◆ WORK INSTRUCTIONS: Every entry that follows should be output again, word for word.

(Region pointing data)
=== Begin Enclosure ===
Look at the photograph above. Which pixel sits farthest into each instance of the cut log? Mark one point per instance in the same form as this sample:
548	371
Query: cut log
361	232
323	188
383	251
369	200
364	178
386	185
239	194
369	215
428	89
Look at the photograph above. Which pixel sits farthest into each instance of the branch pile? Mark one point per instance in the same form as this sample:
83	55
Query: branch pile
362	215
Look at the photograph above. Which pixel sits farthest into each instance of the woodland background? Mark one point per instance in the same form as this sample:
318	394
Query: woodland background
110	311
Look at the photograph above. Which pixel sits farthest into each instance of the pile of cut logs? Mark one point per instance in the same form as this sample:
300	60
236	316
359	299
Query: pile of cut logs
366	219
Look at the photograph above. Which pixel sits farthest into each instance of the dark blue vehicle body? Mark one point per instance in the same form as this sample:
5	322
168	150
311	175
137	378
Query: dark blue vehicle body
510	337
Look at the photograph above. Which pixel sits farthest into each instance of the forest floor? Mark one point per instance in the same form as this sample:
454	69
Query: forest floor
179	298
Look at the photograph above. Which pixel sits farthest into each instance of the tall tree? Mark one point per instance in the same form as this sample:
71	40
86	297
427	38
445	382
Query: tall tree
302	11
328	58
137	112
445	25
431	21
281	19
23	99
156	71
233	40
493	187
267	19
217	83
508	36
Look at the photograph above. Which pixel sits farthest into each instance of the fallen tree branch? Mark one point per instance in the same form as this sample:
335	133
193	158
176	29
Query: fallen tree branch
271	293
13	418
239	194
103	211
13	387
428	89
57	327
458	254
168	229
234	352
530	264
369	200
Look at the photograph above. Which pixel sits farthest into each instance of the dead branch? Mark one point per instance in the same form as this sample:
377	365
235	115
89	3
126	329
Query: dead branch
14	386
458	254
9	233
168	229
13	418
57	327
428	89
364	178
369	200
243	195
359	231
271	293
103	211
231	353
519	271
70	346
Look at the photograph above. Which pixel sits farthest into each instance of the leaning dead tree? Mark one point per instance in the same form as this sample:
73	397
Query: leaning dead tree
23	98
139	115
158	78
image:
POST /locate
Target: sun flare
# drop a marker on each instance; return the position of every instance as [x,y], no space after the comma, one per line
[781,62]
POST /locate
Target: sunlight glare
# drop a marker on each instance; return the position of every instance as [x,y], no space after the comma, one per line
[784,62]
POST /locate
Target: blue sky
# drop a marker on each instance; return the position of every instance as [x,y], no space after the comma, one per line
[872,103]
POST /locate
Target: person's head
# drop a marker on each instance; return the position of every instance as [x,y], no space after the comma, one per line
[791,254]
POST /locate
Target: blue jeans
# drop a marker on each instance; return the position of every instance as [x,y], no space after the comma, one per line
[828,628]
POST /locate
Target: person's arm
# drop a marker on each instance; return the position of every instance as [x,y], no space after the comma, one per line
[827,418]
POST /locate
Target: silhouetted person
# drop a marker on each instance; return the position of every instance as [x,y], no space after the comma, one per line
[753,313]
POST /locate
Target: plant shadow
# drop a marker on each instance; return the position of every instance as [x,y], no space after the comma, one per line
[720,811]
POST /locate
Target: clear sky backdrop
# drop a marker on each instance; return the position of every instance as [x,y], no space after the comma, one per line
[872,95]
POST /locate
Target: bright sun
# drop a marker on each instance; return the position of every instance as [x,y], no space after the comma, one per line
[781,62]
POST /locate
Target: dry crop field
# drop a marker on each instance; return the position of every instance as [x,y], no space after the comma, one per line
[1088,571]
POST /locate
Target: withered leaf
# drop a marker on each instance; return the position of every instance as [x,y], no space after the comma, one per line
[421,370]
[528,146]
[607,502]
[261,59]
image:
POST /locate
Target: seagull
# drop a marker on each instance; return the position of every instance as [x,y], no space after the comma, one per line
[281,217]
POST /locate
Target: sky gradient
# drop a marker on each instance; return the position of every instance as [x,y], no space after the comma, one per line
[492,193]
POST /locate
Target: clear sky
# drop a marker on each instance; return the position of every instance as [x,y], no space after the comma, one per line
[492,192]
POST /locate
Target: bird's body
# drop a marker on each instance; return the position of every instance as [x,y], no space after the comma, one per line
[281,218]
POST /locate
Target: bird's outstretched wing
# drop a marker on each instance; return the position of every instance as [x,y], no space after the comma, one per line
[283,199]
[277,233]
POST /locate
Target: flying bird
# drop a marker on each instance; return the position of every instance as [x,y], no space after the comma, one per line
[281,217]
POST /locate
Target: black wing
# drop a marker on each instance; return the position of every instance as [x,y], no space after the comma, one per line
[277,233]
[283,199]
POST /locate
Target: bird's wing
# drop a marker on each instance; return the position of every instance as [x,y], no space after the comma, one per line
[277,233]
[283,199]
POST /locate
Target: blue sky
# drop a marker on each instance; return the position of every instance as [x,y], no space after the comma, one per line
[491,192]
=== End Enclosure ===
◆ ANSWER AREA:
Look at the photograph above. Which pixel sits farthest into each instance of the cut log? Mark one point per instance in the same form as this sample:
548	371
Query: cut log
361	232
323	188
383	251
369	200
364	178
386	185
239	194
369	215
428	89
Look at the photograph above. Which pixel sits farthest into each instance of the branch pile? Mark one point per instance in the same form as this sample:
83	55
Query: branch pile
362	215
Look at the photograph above. Which pixel sits farthest into each instance of the woodland background? Mark one point per instance in the same form as this sample:
318	394
Query: woodland background
110	311
Look at the photograph above. Which pixel sits farthest into each instance of the pile of cut logs? Mark one point per instance in the same form as this sample:
300	60
236	316
359	299
Query: pile of cut logs
366	219
Look at the photograph above. Which pixel sits farthest into each instance of the dark blue vehicle body? Mark one point per instance in the same form as this sample:
5	322
168	150
311	175
137	378
Query: dark blue vehicle body
510	337
Look at the photograph above. Which pixel sits farthest into each instance of the forest floor? Mark one point per instance in the same form as this sample:
454	69
Query: forest floor
179	298
Look at the photograph above. Which pixel sits farthest into each instance of the tall tree? Mark one point per instance in the same form as this sample:
71	40
86	297
427	38
445	382
Query: tall tree
302	11
328	58
137	112
445	25
431	21
281	19
23	99
156	71
233	40
493	187
267	19
217	83
508	36
Look at the photograph above. Which pixel sits farthest into each instance of the fallen tree branch? Mark one point per instance in the same form as this sample:
335	133
193	158
176	29
Query: fallen tree branch
271	293
13	418
239	194
103	211
13	387
428	89
57	327
458	254
168	229
234	352
530	264
369	200
Look at the photograph above. Which pixel sits farthest into each instance of the dead branch? Mark one point per instance in the same form as this sample:
377	365
235	115
89	3
126	329
Query: dead branch
14	386
458	254
9	233
168	229
13	418
57	327
428	89
364	178
369	200
243	195
359	231
271	293
103	211
231	353
519	271
70	346
Look at the photograph above. Which pixel sits farthest into each instance of the leaning dead tree? Mark one point per instance in the same form as this sample:
73	397
Query: leaning dead tree
23	98
139	115
158	78
image:
POST /locate
Target: sun flare
# drop a marker on each instance; return the position of every instance as [x,y], no space after the comma, one per line
[781,62]
POST /locate
Target: sunlight glare
# drop a marker on each instance; return the position of every instance as [x,y], no space after the comma, one per line
[784,62]
POST /locate
Target: blue sky
# drop a marker on each instance; return the position of every instance as [x,y], no space after the comma, one per line
[872,103]
POST /locate
Target: person's head
# drop a marker on each instance; return the position of every instance as [x,y], no space after the comma, one per line
[791,254]
POST /locate
Target: blue jeans
# drop a marker on each instance; return the position of every instance as [x,y], no space after the comma, one per line
[828,628]
POST /locate
Target: person's arm
# drop a marker on each instance; return the position of every instance as [x,y], no space after the comma, one per line
[827,418]
POST /locate
Target: silhouetted person
# drop a marker on each instance; return the position of every instance as [x,y], no space after the comma, one per line
[753,313]
POST /locate
Target: plant shadow
# drop a marker on each instance; return the position of every instance as [x,y], no space after the comma, one per line
[720,811]
POST /locate
Target: clear sky backdrop
# drop a marker on each instance; return the position of every instance as [x,y], no space after the comma, one per line
[872,95]
POST /locate
Target: bright sun
# drop a marker on each instance; return the position of every instance as [x,y], no space after the comma, one per line
[781,62]
POST /locate
Target: dry crop field
# drop a marker on each instance; return the position of every instance as [x,y], no space after the comma, one per line
[1088,571]
POST /locate
Target: withered leaf
# drop a marker on each instance; return the position of every instance as [x,y], no space after the comma, one per line
[421,370]
[528,146]
[607,502]
[261,59]
image:
POST /locate
Target: seagull
# drop a marker on each instance; return the position of every instance as [x,y], no space after the comma, one per line
[281,217]
POST /locate
Target: sky gradient
# drop a marker on each instance; return the position of every instance as [x,y], no space after the comma, one per line
[492,193]
POST /locate
Target: clear sky
# drop a marker on each instance; return the position of every instance as [x,y], no space after the comma, one per line
[492,192]
POST /locate
Target: bird's body
# drop a marker on each instance; return the position of every instance as [x,y], no space after the comma, one per line
[281,218]
POST /locate
Target: bird's outstretched wing
# drop a marker on each instance; return the position of every instance as [x,y], no space after the comma, one per line
[283,199]
[277,233]
POST /locate
Target: flying bird
# drop a marker on each instance; return the position of every instance as [x,y], no space after the comma, one per line
[281,217]
POST /locate
Target: black wing
# drop a marker on each instance; return the position of every instance as [x,y], no space after the comma, one per line
[277,233]
[283,199]
POST /locate
Target: bird's wing
# drop a marker on each instance; return the position of every instance as [x,y], no space after the comma, one per line
[277,233]
[283,199]
POST /locate
Target: blue sky
# drop a marker on each instance; return the position of every instance as [x,y], no space after the comma, one per line
[491,192]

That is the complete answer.